— Brano fornito —
========================================

Motivo ricorrente non a caso è quello della caduta, con una varia gamma, dal volo suicida, che abbiamo visto nella poesia citata, a vari processi degradativi, fino alla “spappo finale”; è anche possibile una caduta gioiosa, ma questa riguarda non l’uomo, quanto le lettere, la cui precipitazione viene animata dall’istanza di ricerca emblematica (“tutti quei pomeriggi sulle lettere/ che precipitavano in ingorghi gioiosi/ alla ricerca dell’emblema dello spirito nostro”). Per l’uomo la caduta, holderlianamente, è il segno di una distanza inesorabile con quel sacro pure così tanto avvertito: “la nostra identità degradata/ facilita la caduta di tutto”.

Quest’ultima citazione tocca un altro punto essenziale, quello dell’identità umana, che viene intesa come una sorta di rigida prigione che aggrava il destino di separazione da quel ciclo del vivente così mobile. Su tale tema Di Ruscio lavora soprattutto sulla propria pelle, almeno a tre livelli: il primo lo possiamo definire come autoritratto, impietoso naturalmente: è il Di Ruscio sdentato, che trapela da più testi e si configura come una certificazione del proprio attuale tragitto, in cui la dentatura è avviso di vecchiaia anagrafica, ma non di spirito, giacché gioca una partita, in chiaroscuro con “una feroce volontà del continuare ad esistere/ nonostante la bocca completamente sdentata”. Altro livello della questione d’identità è quella del poeta, il circuito del sottoscritto, che lega l’identità con la scrittura, ed è affermazione di piena proprietà di quanto si dice. E poi, in contrappunto a queste puntuali e forti condensazioni, l’intermittente rovello di tali configurazioni: “non riesco più a stare dentro un sottoscritto”, “non riuscivo a capire dove si fosse cacciata/ l’identità sottoscritta”; “non riuscivo a ritrovarmi”, “il sottoscritto stava a precipitare in un estraneo”.

Tanto sommovimento si rileva anche nella lingua poetica, che si snoda in un continuum dove risaltano gli annodi più distanti, in particolare tra l’astratto teorico e il concretissimo imprecatorio: così abbiamo vari cortocircuiti tra “intelletto” e “cioccolato” (6), “destino” e “merda” (8), “monoteistico” e “cazzo” (13), “puzza” ed “eucaristia” (63), per non dire di alcuni giochi (“sposati-spossatezza, 31; suolesuore,

73) e della forza neologetica di varie espressioni: “netturbare”, “spetizioni”, “jene scatastaballate”, che arrivano al nostrano presidente del Consiglio (“perculoni”).

L’effetto che si ricava da L’Iddio ridente è quello di un contatto con una materia verbale incandescente, che come la si maneggia, appare in inusuali concrezioni, per le quali in breve spazio (la misura coatta dei testi) si stipano emozioni, riflessioni, incubi, di ampia portata; in tutto questo ci si ritrova, schiera di viventi, che avvertono sempre più il divario tra storia umana e natura, pronti a sottoscrivere la bellissima prosa sulla visibilità del firmamento:

62.

========================================

— Consegna 1 —
Trascrivi senza modifiche le righe dell'elenco comprese tra quella che contiene "The document below" e quella che contiene "5L44 11L46 41L31", entrambe incluse.
L'elenco non ha alcun rapporto con il brano.

— Elenco dei dati —
========================================

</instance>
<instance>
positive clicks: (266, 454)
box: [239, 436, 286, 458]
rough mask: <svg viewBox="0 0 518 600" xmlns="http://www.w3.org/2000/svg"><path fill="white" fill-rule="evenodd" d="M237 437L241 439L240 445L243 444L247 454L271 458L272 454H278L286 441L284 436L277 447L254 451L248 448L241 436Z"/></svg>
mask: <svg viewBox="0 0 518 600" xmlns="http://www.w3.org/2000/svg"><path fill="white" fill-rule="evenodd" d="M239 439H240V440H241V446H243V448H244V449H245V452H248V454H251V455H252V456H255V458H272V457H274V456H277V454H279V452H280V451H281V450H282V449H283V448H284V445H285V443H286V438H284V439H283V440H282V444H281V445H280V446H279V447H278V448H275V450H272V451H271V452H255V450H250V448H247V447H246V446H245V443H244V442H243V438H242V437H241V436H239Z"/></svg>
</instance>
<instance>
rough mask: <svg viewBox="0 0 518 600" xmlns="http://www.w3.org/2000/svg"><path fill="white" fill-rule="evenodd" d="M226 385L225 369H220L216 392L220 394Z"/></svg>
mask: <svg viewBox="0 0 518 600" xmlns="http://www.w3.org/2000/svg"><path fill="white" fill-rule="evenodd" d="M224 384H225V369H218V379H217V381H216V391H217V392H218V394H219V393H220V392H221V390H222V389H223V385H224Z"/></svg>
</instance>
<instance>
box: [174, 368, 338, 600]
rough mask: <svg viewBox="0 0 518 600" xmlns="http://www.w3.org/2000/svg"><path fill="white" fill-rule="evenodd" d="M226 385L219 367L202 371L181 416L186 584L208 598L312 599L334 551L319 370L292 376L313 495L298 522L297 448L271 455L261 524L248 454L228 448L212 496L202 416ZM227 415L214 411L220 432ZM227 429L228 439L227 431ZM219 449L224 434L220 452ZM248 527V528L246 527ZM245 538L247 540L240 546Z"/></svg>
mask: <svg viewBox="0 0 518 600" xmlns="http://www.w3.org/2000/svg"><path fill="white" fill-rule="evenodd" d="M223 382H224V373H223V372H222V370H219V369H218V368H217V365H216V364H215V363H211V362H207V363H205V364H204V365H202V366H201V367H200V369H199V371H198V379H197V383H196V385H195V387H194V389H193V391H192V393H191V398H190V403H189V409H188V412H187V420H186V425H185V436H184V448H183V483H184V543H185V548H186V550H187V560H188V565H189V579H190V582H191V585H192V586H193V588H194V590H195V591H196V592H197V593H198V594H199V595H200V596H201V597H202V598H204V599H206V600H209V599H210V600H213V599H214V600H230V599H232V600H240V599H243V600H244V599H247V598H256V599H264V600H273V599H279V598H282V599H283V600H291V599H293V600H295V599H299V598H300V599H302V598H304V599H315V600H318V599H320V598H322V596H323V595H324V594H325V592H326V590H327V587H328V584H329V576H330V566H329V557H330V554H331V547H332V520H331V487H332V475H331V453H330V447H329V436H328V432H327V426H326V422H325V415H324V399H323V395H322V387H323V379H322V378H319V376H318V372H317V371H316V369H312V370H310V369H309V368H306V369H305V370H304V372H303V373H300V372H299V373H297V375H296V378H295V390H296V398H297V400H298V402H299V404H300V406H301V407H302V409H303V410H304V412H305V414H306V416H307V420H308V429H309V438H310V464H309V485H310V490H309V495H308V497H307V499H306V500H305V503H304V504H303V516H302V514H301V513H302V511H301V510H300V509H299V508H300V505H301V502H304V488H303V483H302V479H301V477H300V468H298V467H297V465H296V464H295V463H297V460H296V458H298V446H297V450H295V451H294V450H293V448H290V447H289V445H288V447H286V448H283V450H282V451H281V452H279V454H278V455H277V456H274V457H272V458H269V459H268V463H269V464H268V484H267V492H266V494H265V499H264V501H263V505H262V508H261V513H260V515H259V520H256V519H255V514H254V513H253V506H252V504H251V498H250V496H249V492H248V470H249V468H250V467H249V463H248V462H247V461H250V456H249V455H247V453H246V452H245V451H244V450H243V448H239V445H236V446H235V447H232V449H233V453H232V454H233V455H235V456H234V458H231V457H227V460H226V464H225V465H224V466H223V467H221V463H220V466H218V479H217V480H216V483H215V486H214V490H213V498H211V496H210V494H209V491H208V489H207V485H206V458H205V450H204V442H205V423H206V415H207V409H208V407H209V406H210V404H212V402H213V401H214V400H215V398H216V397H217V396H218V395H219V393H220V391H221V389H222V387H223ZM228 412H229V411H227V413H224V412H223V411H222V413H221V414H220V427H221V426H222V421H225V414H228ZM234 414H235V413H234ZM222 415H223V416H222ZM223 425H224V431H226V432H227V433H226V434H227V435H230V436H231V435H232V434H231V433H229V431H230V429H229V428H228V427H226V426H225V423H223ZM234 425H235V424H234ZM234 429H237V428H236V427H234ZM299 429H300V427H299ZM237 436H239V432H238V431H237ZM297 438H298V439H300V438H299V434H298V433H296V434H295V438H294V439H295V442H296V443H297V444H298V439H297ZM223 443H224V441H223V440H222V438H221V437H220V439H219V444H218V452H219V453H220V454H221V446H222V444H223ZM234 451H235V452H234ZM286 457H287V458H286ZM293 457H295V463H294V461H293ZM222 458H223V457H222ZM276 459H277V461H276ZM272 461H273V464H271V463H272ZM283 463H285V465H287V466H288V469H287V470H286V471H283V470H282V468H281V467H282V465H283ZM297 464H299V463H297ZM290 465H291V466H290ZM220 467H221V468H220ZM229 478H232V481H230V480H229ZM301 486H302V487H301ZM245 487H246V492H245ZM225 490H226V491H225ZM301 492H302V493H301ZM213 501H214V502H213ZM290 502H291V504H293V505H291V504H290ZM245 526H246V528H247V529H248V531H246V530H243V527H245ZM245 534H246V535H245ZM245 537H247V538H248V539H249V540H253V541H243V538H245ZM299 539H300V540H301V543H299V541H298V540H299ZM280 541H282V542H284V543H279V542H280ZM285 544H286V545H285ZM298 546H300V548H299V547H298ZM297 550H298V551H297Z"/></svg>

========================================

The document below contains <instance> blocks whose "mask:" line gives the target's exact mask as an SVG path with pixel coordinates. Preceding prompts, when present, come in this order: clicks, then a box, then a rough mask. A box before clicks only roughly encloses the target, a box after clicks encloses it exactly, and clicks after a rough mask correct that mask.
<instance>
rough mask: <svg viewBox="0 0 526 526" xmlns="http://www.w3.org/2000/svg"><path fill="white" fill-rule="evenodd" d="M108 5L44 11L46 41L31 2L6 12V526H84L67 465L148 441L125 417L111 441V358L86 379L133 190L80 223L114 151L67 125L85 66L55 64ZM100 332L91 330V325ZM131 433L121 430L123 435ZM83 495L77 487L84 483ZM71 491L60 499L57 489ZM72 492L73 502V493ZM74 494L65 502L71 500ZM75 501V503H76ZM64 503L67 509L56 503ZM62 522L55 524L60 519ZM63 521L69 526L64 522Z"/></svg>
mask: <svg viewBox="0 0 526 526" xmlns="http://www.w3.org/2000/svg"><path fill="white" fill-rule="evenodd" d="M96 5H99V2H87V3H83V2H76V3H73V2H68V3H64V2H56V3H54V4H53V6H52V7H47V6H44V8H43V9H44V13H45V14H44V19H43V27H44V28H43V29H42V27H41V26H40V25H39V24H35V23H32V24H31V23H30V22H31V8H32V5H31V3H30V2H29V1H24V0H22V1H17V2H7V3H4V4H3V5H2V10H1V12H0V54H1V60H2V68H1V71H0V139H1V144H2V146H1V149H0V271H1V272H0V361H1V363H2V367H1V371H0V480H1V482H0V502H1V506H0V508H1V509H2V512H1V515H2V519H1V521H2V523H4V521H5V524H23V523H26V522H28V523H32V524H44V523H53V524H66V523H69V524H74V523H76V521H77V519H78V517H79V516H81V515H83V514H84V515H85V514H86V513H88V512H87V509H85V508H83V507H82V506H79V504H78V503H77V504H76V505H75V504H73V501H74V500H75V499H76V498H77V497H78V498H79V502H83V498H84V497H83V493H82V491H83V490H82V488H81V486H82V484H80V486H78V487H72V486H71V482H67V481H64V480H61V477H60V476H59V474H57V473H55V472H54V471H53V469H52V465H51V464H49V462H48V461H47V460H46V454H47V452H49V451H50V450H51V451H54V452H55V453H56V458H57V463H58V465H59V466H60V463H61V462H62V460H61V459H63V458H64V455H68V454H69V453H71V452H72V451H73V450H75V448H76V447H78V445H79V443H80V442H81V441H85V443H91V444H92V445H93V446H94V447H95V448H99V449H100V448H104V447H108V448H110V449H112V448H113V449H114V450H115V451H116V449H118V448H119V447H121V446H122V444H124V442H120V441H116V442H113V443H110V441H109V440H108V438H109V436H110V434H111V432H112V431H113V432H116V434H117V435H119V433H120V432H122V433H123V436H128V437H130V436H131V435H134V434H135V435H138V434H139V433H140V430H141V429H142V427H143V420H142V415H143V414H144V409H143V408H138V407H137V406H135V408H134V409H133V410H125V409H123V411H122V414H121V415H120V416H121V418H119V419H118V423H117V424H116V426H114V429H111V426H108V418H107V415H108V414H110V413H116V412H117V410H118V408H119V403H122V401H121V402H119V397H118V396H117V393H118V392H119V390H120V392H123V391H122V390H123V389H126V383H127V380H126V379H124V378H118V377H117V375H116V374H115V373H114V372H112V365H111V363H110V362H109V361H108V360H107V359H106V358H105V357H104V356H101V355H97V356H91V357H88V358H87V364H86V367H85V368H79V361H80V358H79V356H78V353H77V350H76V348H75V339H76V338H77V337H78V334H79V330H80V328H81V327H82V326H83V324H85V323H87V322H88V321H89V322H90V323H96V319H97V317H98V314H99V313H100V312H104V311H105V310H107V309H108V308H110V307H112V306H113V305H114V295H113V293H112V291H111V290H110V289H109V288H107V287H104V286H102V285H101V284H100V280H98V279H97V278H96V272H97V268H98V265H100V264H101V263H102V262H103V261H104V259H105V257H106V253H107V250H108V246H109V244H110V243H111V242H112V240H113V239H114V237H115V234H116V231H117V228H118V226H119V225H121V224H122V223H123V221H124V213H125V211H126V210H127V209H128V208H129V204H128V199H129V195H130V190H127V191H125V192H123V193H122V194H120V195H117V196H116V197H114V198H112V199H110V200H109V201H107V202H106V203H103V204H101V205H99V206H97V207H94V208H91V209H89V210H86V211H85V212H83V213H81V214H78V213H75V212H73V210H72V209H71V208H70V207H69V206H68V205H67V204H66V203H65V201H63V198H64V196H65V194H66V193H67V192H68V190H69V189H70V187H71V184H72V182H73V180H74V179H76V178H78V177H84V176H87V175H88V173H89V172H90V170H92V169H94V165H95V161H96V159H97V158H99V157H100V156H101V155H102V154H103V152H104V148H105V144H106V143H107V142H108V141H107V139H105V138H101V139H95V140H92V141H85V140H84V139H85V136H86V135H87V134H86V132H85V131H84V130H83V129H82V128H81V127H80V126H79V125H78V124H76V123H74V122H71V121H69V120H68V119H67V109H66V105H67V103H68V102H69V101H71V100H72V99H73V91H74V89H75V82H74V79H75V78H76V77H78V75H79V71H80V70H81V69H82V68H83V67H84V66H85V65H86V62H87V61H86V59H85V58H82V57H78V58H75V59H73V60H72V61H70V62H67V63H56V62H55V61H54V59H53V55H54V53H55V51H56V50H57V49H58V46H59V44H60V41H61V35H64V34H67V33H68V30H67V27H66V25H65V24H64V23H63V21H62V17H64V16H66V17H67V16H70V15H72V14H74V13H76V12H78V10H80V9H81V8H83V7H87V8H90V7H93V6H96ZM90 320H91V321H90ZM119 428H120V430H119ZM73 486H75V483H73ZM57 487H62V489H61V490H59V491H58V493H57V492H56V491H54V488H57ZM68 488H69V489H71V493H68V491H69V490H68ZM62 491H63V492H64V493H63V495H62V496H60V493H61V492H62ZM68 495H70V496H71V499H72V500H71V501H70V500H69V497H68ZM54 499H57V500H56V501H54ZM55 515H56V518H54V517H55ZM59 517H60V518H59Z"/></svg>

========================================

— Consegna 2 —
Riporta le coppie di termini che, secondo il brano, formano cortocircuiti tra l'astratto teorico e il concretissimo imprecatorio.

— Soluzione scritta 1 —
The document below contains <instance> blocks whose "mask:" line gives the target's exact mask as an SVG path with pixel coordinates. Preceding prompts, when present, come in this order: clicks, then a box, then a rough mask. A box before clicks only roughly encloses the target, a box after clicks encloses it exactly, and clicks after a rough mask correct that mask.
<instance>
rough mask: <svg viewBox="0 0 526 526" xmlns="http://www.w3.org/2000/svg"><path fill="white" fill-rule="evenodd" d="M108 5L44 11L46 41L31 2L6 12V526H84L67 465L148 441L125 417L111 441V358L86 379L133 190L80 223L114 151L67 125L85 66L55 64ZM100 332L91 330V325ZM131 433L121 430L123 435ZM83 495L77 487L84 483ZM71 491L60 499L57 489ZM72 492L73 502V493ZM74 494L65 502L71 500ZM75 501V503H76ZM64 503L67 509L56 503ZM62 522L55 524L60 519ZM63 521L69 526L64 522Z"/></svg>

— Soluzione scritta 2 —
- "intelletto" e "cioccolato"
- "destino" e "merda"
- "monoteistico" e "cazzo"
- "puzza" ed "eucaristia"